Rewrite the discussion of the clustering impossibility theorem, given below, from "It is a good" up to and including "in that article.", replacing "article" with "paper".

::: READING PASSAGE

The clustering impossibility theorem should be mentioned. it is similar to Arrow's impossibility theorem, except for clustering. I don't know who created it though. Briefly, it states that any clustering algorithm should have these 3 properties:
No clustering algorithm can have all 3.
-- BAxelrod 03:53, 16 December 2005 (UTC)
It is a good thing to have and mostly one should reference, I guess \bibitem{JK02} Jon Kleinberg. An impossibility theorem for clustering - Advances in Neural Information Processing Systems, 2002.
However, if there is not another source, then I'd mention that there is a little problem with this theorem as it is presented in that article.
First, it deals with graphs G(V,E), having |V| >= 2 and having distances d(i,j) = 0 iff i==j, i,j in V. Thus, take richness and scale invariance (which means that a graph with some fixed weights has the same clustering if all the weights are multiplied by some positive constant), a graph with |V| = 2, and boom - here you go. For each clustering we get either scale invariance or richness. If there is richness, then scale invariance does not work and the other way round. Sweet, is not it? Or am I wrong somewhere?

::::::
::: EXCERPTED RECORDS

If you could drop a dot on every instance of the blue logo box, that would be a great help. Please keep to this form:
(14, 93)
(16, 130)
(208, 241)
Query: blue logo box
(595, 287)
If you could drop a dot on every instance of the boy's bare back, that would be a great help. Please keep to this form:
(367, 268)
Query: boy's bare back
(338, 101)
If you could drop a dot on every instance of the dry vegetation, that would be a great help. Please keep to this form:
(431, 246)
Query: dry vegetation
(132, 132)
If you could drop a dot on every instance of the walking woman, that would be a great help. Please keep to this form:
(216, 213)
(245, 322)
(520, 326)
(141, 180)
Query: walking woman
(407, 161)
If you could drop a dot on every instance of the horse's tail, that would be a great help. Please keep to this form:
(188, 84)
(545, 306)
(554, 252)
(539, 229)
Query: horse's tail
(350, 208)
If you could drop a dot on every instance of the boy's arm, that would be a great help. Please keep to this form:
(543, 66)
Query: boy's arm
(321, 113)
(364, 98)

::::::

SOLUTION TO THIS PROBLEM
It is a good thing to have and mostly one should reference, I guess \bibitem{JK02} Jon Kleinberg. An impossibility theorem for clustering - Advances in Neural Information Processing Systems, 2002.
However, if there is not another source, then I'd mention that there is a little problem with this theorem as it is presented in that paper.